→ Task goal:
Answer these questions from the text on oral rehydration solution (ORS) below.
1. In the Bangladesh study, how much less stool output did children given rice-based ORS have in the first eight hours?
2. What signs of moderate dehydration does the text list?
3. What does severe dehydration typically require?

Some ORS products use rice powder instead of glucose. In a randomized study of children with cholera in Bangladesh, those given rice-based ORS had 20 percent less stool output in the first eight hours of treatment compared to children given standard glucose-based ORS. The advantage was most pronounced during the early, critical phase when fluid losses are greatest. After that initial period, stool output was similar between the two groups, and electrolyte levels remained normal in both. Rice-based solutions work because the starch breaks down into glucose gradually, providing a steady supply to the sodium cotransporter while also delivering some extra calories.

When ORS Is the Right Choice

ORS is appropriate for mild to moderate dehydration caused by diarrhea, vomiting, or both. Signs of mild dehydration include a slightly dry mouth, increased thirst, and reduced urination (roughly one wet diaper or bathroom trip in six hours for children). Moderate dehydration looks more pronounced: markedly decreased urination, no tears when crying, a dry mouth, and sunken-looking eyes.

Severe dehydration, where a person is lethargic, has very sunken eyes, or can’t keep fluids down at all, typically requires intravenous fluids. ORS was developed specifically as a safer, less expensive, and more practical alternative to IV fluids for the vast majority of dehydration cases that don’t reach that severe threshold.

→ Information given:

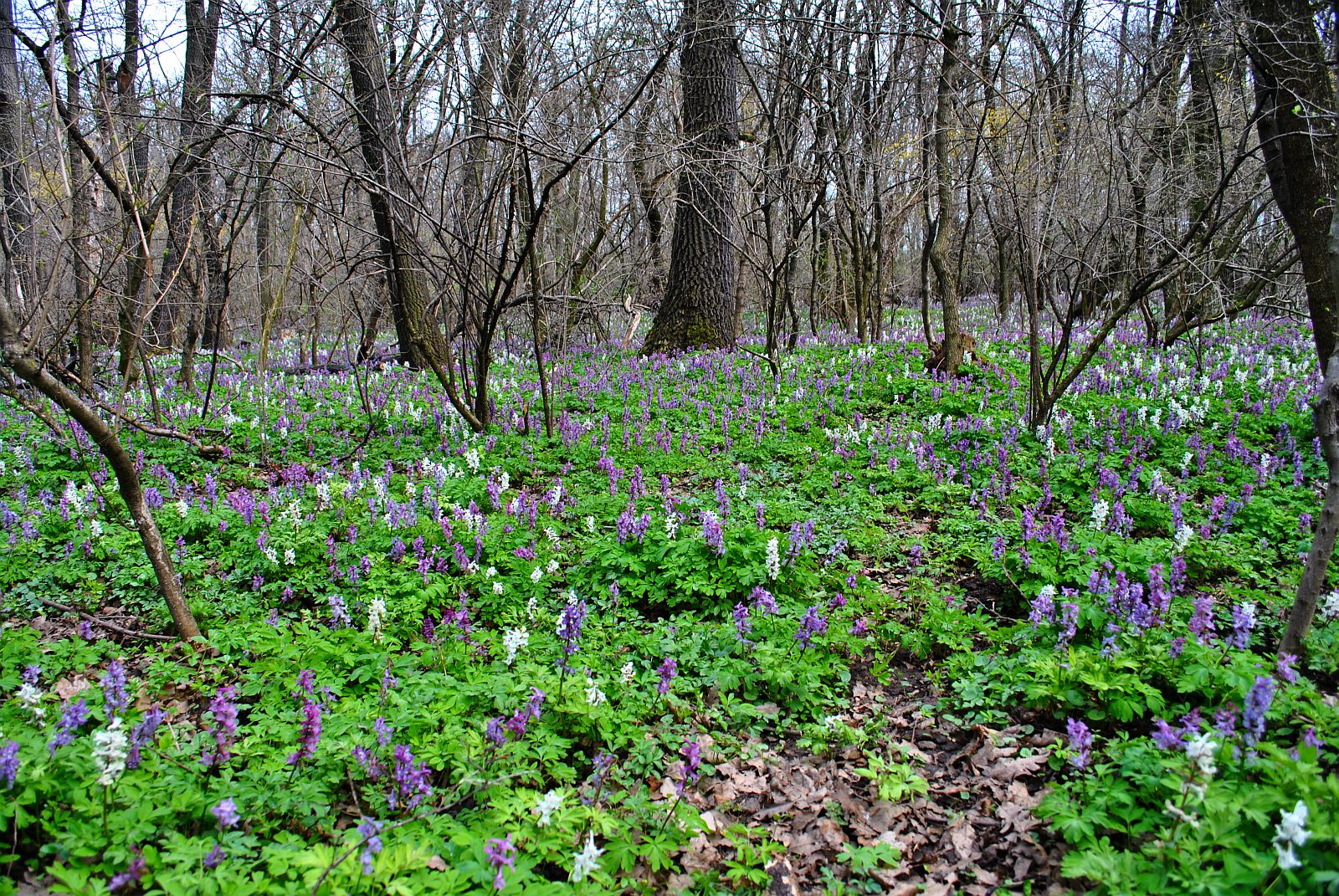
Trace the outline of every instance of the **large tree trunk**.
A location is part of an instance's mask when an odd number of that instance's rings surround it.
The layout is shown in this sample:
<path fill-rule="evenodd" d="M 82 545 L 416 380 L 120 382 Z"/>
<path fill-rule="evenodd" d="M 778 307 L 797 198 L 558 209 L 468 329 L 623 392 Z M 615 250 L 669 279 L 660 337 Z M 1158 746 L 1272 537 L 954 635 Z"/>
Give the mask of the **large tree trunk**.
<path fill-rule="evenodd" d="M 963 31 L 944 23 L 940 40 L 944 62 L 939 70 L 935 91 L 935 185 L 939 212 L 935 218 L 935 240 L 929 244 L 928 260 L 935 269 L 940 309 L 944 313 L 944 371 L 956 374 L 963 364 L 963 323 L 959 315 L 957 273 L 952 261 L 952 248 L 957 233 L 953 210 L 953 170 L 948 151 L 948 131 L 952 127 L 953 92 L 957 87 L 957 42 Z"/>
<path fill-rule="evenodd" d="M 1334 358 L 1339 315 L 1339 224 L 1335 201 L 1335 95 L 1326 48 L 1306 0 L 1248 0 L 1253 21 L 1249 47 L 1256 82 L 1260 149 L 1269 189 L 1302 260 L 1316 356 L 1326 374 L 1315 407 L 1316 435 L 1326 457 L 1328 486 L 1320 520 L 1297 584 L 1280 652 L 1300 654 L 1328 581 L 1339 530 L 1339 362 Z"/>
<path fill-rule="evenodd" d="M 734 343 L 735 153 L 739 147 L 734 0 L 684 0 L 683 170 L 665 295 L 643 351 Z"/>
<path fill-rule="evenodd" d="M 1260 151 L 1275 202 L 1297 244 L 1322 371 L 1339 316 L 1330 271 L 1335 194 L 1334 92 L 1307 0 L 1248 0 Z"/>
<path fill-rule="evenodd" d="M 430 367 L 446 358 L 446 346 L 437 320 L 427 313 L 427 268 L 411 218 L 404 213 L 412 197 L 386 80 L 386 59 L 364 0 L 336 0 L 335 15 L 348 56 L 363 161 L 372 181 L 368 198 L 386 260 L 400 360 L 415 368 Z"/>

→ Exercise solution:
1. 20 percent less than children given standard glucose-based ORS.
2. Markedly decreased urination, no tears when crying, a dry mouth, and sunken-looking eyes.
3. Intravenous fluids.